OBJECTIVE> Copy the lines below word for word.

GIVEN RECORDS>
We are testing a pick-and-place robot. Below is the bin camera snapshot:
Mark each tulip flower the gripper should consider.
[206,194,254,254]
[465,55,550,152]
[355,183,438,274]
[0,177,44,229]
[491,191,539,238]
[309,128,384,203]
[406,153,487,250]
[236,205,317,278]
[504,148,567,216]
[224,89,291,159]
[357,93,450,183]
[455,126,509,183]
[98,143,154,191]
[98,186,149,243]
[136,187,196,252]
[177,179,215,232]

TASK SOLUTION>
We are testing a pick-and-place robot. Below is the bin camera snapshot:
Mark each tulip flower the gripper should consider.
[206,194,254,254]
[465,55,550,152]
[355,183,438,274]
[0,177,44,229]
[491,191,539,238]
[309,128,384,203]
[406,153,487,250]
[236,205,317,278]
[504,148,567,216]
[224,89,291,159]
[357,93,450,183]
[455,126,509,183]
[98,143,154,191]
[98,186,149,243]
[136,187,196,252]
[177,179,215,232]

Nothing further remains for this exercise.